**Point localization data:**

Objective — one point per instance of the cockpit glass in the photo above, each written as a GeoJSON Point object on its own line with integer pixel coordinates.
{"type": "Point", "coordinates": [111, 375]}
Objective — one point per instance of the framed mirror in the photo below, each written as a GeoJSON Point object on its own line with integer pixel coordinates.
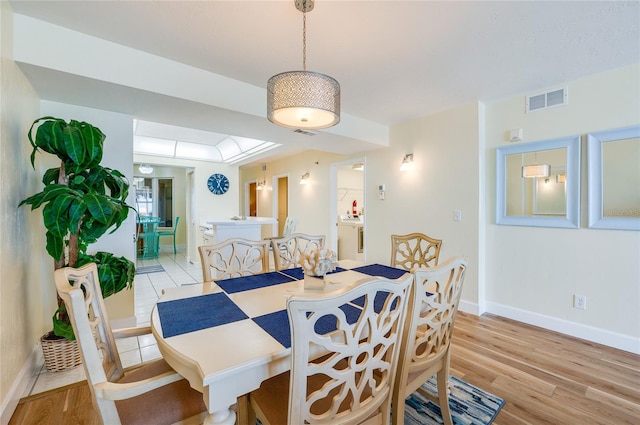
{"type": "Point", "coordinates": [538, 183]}
{"type": "Point", "coordinates": [613, 159]}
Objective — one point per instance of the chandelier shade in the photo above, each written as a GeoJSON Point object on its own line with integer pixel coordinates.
{"type": "Point", "coordinates": [303, 99]}
{"type": "Point", "coordinates": [145, 168]}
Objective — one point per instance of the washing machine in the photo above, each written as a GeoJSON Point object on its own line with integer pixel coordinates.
{"type": "Point", "coordinates": [350, 237]}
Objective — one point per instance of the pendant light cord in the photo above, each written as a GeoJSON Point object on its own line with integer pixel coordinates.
{"type": "Point", "coordinates": [304, 37]}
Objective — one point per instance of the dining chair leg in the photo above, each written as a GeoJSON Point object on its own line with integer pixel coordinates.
{"type": "Point", "coordinates": [443, 396]}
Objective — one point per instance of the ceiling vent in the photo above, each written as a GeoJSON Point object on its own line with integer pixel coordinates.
{"type": "Point", "coordinates": [305, 132]}
{"type": "Point", "coordinates": [549, 99]}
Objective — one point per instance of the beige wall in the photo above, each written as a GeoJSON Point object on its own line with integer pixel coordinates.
{"type": "Point", "coordinates": [308, 203]}
{"type": "Point", "coordinates": [21, 271]}
{"type": "Point", "coordinates": [532, 273]}
{"type": "Point", "coordinates": [526, 273]}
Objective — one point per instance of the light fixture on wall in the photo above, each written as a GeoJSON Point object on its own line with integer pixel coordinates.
{"type": "Point", "coordinates": [536, 170]}
{"type": "Point", "coordinates": [145, 168]}
{"type": "Point", "coordinates": [406, 162]}
{"type": "Point", "coordinates": [303, 99]}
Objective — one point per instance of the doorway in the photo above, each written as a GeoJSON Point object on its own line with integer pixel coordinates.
{"type": "Point", "coordinates": [280, 202]}
{"type": "Point", "coordinates": [347, 209]}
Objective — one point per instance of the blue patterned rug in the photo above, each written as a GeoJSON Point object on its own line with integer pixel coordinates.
{"type": "Point", "coordinates": [469, 405]}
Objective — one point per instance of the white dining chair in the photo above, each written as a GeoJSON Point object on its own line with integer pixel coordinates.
{"type": "Point", "coordinates": [426, 341]}
{"type": "Point", "coordinates": [149, 393]}
{"type": "Point", "coordinates": [414, 250]}
{"type": "Point", "coordinates": [234, 257]}
{"type": "Point", "coordinates": [344, 354]}
{"type": "Point", "coordinates": [287, 250]}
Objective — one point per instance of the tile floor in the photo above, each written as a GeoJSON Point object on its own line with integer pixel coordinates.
{"type": "Point", "coordinates": [147, 288]}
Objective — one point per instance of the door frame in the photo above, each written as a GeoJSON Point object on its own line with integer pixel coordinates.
{"type": "Point", "coordinates": [274, 198]}
{"type": "Point", "coordinates": [333, 201]}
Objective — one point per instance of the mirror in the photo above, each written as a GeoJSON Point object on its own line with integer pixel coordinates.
{"type": "Point", "coordinates": [526, 197]}
{"type": "Point", "coordinates": [614, 179]}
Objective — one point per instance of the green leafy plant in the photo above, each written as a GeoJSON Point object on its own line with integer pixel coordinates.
{"type": "Point", "coordinates": [81, 201]}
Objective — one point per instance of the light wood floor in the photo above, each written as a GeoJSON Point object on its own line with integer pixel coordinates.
{"type": "Point", "coordinates": [545, 378]}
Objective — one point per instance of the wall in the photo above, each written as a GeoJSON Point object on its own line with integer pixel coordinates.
{"type": "Point", "coordinates": [443, 178]}
{"type": "Point", "coordinates": [205, 204]}
{"type": "Point", "coordinates": [22, 321]}
{"type": "Point", "coordinates": [532, 273]}
{"type": "Point", "coordinates": [308, 203]}
{"type": "Point", "coordinates": [350, 188]}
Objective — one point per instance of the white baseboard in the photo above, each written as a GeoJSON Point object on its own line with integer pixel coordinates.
{"type": "Point", "coordinates": [125, 322]}
{"type": "Point", "coordinates": [22, 384]}
{"type": "Point", "coordinates": [586, 332]}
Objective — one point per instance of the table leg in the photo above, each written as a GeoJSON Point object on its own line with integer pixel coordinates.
{"type": "Point", "coordinates": [221, 417]}
{"type": "Point", "coordinates": [243, 410]}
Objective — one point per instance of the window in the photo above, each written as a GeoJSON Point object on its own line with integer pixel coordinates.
{"type": "Point", "coordinates": [154, 198]}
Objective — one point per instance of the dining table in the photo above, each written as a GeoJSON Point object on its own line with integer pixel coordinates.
{"type": "Point", "coordinates": [227, 336]}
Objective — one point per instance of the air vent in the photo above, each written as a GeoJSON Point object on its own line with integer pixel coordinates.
{"type": "Point", "coordinates": [550, 99]}
{"type": "Point", "coordinates": [305, 132]}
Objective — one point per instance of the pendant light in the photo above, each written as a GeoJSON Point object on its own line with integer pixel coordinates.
{"type": "Point", "coordinates": [536, 170]}
{"type": "Point", "coordinates": [303, 99]}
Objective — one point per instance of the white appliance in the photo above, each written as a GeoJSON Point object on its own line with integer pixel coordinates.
{"type": "Point", "coordinates": [350, 237]}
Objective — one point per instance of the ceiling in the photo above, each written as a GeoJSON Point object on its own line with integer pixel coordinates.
{"type": "Point", "coordinates": [395, 60]}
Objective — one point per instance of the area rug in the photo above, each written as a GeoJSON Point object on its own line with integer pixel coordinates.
{"type": "Point", "coordinates": [149, 269]}
{"type": "Point", "coordinates": [469, 405]}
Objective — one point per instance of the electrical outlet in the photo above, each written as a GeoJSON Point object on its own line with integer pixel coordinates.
{"type": "Point", "coordinates": [580, 301]}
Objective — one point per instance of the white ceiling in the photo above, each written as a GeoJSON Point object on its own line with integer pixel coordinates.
{"type": "Point", "coordinates": [395, 60]}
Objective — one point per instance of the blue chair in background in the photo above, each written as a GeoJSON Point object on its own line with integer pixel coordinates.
{"type": "Point", "coordinates": [171, 233]}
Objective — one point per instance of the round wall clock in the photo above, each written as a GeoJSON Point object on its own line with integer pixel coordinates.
{"type": "Point", "coordinates": [218, 184]}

**WHAT IS REQUIRED:** Please output all of the entries exactly as they appear, with no pictures.

**ANSWER FOR THE TASK:**
Objective — one point per instance of the cockpit glass in the photo above, each written as a GeoJSON Point object on its own line with integer pixel coordinates.
{"type": "Point", "coordinates": [111, 375]}
Objective — one point per instance of the framed mirror in the photo below, each written as a GeoJSON Point object on its own line with integer pixel coordinates.
{"type": "Point", "coordinates": [538, 183]}
{"type": "Point", "coordinates": [613, 159]}
Objective — one point per instance of the chandelier shade in the photo above, each written as a GeoJSON Point object on its own line with integer pixel coordinates.
{"type": "Point", "coordinates": [303, 99]}
{"type": "Point", "coordinates": [145, 168]}
Objective — one point per instance of the washing machine in the photo above, each written as a GeoJSON Point object on its own line with integer pixel coordinates.
{"type": "Point", "coordinates": [350, 237]}
Objective — one point per instance of the pendant light cord in the photo above, each written as a GeoJSON Point object on its own line with integer pixel coordinates.
{"type": "Point", "coordinates": [304, 37]}
Objective — one point per instance of the dining chair leg in the photo above, each written as a GeoJSON Point object on its own line with integer pixel coordinates.
{"type": "Point", "coordinates": [443, 396]}
Objective — one point per instance of the ceiling vent in the photo above, each written as a GeoJSON Point object on its own line with integer pixel coordinates.
{"type": "Point", "coordinates": [305, 132]}
{"type": "Point", "coordinates": [549, 99]}
Objective — one point per instance of the beige wall in the photo above, each written as a GeoJSON Point object on its own line with integer pixel coordinates.
{"type": "Point", "coordinates": [308, 203]}
{"type": "Point", "coordinates": [21, 271]}
{"type": "Point", "coordinates": [532, 273]}
{"type": "Point", "coordinates": [526, 273]}
Objective — one point per instance of the light fixture on wall in the photo above, each written as a GeoJSON Point object on its own line with integer pixel coordinates.
{"type": "Point", "coordinates": [536, 170]}
{"type": "Point", "coordinates": [145, 168]}
{"type": "Point", "coordinates": [406, 162]}
{"type": "Point", "coordinates": [303, 99]}
Objective — one point per instance of the doorway in the photo above, each written as a GeoJSON Point object on its own line with integer pixel coordinates.
{"type": "Point", "coordinates": [280, 202]}
{"type": "Point", "coordinates": [347, 209]}
Objective — one point per instance of the blue patterned rug in the photo above, each written as a GeoJSON Point object on its own line with integer pixel coordinates.
{"type": "Point", "coordinates": [469, 405]}
Objective — one point per instance of the white dining chair in the photo above, each written as a GeoJSON Point object on its own line with integer pixel coordinates.
{"type": "Point", "coordinates": [426, 341]}
{"type": "Point", "coordinates": [149, 393]}
{"type": "Point", "coordinates": [414, 250]}
{"type": "Point", "coordinates": [234, 257]}
{"type": "Point", "coordinates": [344, 354]}
{"type": "Point", "coordinates": [287, 250]}
Objective — one point per instance of the tile floor in the photo above, each written as a GeoJSON Point object on its own line with integer pixel coordinates.
{"type": "Point", "coordinates": [147, 288]}
Objective — one point per instance of the door frame in the photo above, each written as a GeoJSON Point object on its own line with integer pixel coordinates.
{"type": "Point", "coordinates": [274, 198]}
{"type": "Point", "coordinates": [333, 201]}
Objective — one point per instance of the mirror in the photo above, each written as a GeoJSON Point object on its own line with integer pixel coordinates.
{"type": "Point", "coordinates": [526, 197]}
{"type": "Point", "coordinates": [614, 179]}
Objective — one point per instance of the green leafy plant in the photo above, each written as a GeoJSON Point object on its own line with integer pixel coordinates.
{"type": "Point", "coordinates": [81, 201]}
Objective — one point per instance of the light wood floor in the photo above, each written as a GeoJSON Point object on its own line with integer pixel coordinates.
{"type": "Point", "coordinates": [545, 378]}
Objective — one point per instance of the wall in the photo above, each written as a GeoJSON Point object on its own line with integer pixel coordinates.
{"type": "Point", "coordinates": [443, 178]}
{"type": "Point", "coordinates": [205, 204]}
{"type": "Point", "coordinates": [22, 321]}
{"type": "Point", "coordinates": [532, 273]}
{"type": "Point", "coordinates": [308, 203]}
{"type": "Point", "coordinates": [350, 188]}
Objective — one point per instance of the white baseboard in the photo above, each written as a GeoJSON Point object on its own line with integer pixel coordinates.
{"type": "Point", "coordinates": [125, 322]}
{"type": "Point", "coordinates": [22, 384]}
{"type": "Point", "coordinates": [586, 332]}
Objective — one point per instance of the table leg in the photo above, each written as a GeoJSON Point object on its own line with integer pixel coordinates.
{"type": "Point", "coordinates": [221, 417]}
{"type": "Point", "coordinates": [243, 410]}
Objective — one point per instance of the window in the photo above, each written as a GeoJSON Point object on its own line with integer pixel coordinates.
{"type": "Point", "coordinates": [154, 198]}
Objective — one point per instance of the dining table in the photo above, each written as a GeoJSON Point object on its own line with integer pixel coordinates.
{"type": "Point", "coordinates": [227, 336]}
Objective — one point per instance of the air vent in the photo above, each written as a GeoJSON Point object on its own line with integer pixel coordinates.
{"type": "Point", "coordinates": [550, 99]}
{"type": "Point", "coordinates": [305, 132]}
Objective — one point per instance of the pendant light in the photo above, each written as a GeoJSON Point object on its own line with integer pixel coordinates.
{"type": "Point", "coordinates": [536, 170]}
{"type": "Point", "coordinates": [303, 99]}
Objective — one point per instance of the white appliance in the photo above, each written as a GeoJSON Point object on its own line with integer pixel coordinates.
{"type": "Point", "coordinates": [350, 237]}
Objective — one point per instance of the ceiling in the photo above, each written as a GeoJSON Point object on its own line with integer pixel coordinates.
{"type": "Point", "coordinates": [395, 60]}
Objective — one point per instance of the area rug in the photo above, each written as a GeoJSON Point object on its own line with integer pixel coordinates.
{"type": "Point", "coordinates": [149, 269]}
{"type": "Point", "coordinates": [469, 405]}
Objective — one point per instance of the electrical outlet in the photo above, each written as a GeoJSON Point object on its own line with integer pixel coordinates.
{"type": "Point", "coordinates": [580, 301]}
Objective — one point per instance of the white ceiling in the photo above, each written as a GeoJSON Point object on its own line with integer pixel coordinates.
{"type": "Point", "coordinates": [395, 60]}
Objective — one point per instance of the blue chair in background in the photo above, each written as a GeoJSON Point object on its own line with integer pixel coordinates.
{"type": "Point", "coordinates": [171, 233]}
Objective — one point per instance of the round wall clock in the photo above, each written as a GeoJSON Point object on its own line with integer pixel coordinates.
{"type": "Point", "coordinates": [218, 184]}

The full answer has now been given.